TASK OBJECTIVE: Beginning with the first entry, print all the records exactly.

Source data:
*** Block opens ***

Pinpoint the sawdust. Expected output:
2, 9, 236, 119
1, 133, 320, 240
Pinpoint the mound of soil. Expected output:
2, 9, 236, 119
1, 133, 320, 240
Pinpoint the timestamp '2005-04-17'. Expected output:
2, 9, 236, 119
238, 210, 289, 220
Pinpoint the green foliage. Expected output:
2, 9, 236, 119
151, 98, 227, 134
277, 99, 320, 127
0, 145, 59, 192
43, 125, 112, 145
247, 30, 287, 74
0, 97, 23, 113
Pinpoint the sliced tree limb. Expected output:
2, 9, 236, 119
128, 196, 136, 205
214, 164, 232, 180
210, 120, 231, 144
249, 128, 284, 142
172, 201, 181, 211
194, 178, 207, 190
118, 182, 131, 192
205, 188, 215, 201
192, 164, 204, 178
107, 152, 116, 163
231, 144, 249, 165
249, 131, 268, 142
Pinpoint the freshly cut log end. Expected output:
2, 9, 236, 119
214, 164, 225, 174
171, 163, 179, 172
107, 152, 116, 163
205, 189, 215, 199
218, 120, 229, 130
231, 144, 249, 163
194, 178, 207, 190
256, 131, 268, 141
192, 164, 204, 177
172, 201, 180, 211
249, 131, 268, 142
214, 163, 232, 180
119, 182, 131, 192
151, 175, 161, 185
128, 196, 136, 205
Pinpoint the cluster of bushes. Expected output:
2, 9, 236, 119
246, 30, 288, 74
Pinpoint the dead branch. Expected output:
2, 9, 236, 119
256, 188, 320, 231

*** Block closes ***

THE ANSWER:
Pinpoint the sawdust. Expected output:
2, 9, 236, 119
1, 133, 320, 240
Pinpoint the mound of soil. Expected output:
2, 9, 236, 119
1, 133, 320, 240
Pinpoint the timestamp '2005-04-17'. Expected output:
2, 9, 236, 119
238, 210, 289, 220
Pinpoint the green foliage. Expected output:
2, 9, 236, 119
151, 98, 227, 134
277, 99, 320, 127
0, 145, 59, 192
43, 125, 112, 145
247, 30, 287, 74
0, 97, 23, 113
Pinpoint the sliced tree limb. Expected output:
2, 9, 236, 119
128, 196, 136, 205
214, 164, 232, 180
210, 120, 231, 144
249, 128, 284, 142
172, 201, 181, 211
194, 178, 207, 190
118, 182, 131, 192
205, 188, 215, 201
192, 164, 204, 178
107, 152, 116, 163
231, 144, 249, 165
249, 131, 268, 142
Pinpoint the freshly cut log end. Expected output:
2, 9, 236, 119
214, 164, 225, 174
171, 163, 179, 172
107, 152, 116, 163
205, 189, 215, 199
218, 120, 229, 130
231, 144, 249, 163
194, 178, 207, 190
256, 131, 268, 141
192, 164, 204, 177
172, 201, 180, 211
249, 131, 268, 142
214, 163, 232, 180
119, 182, 131, 192
151, 175, 161, 185
128, 196, 136, 205
Pinpoint the cluster of bushes. Expected output:
2, 9, 236, 119
246, 30, 288, 74
Pinpoint the dead branch. Expected output:
2, 9, 236, 119
256, 188, 320, 231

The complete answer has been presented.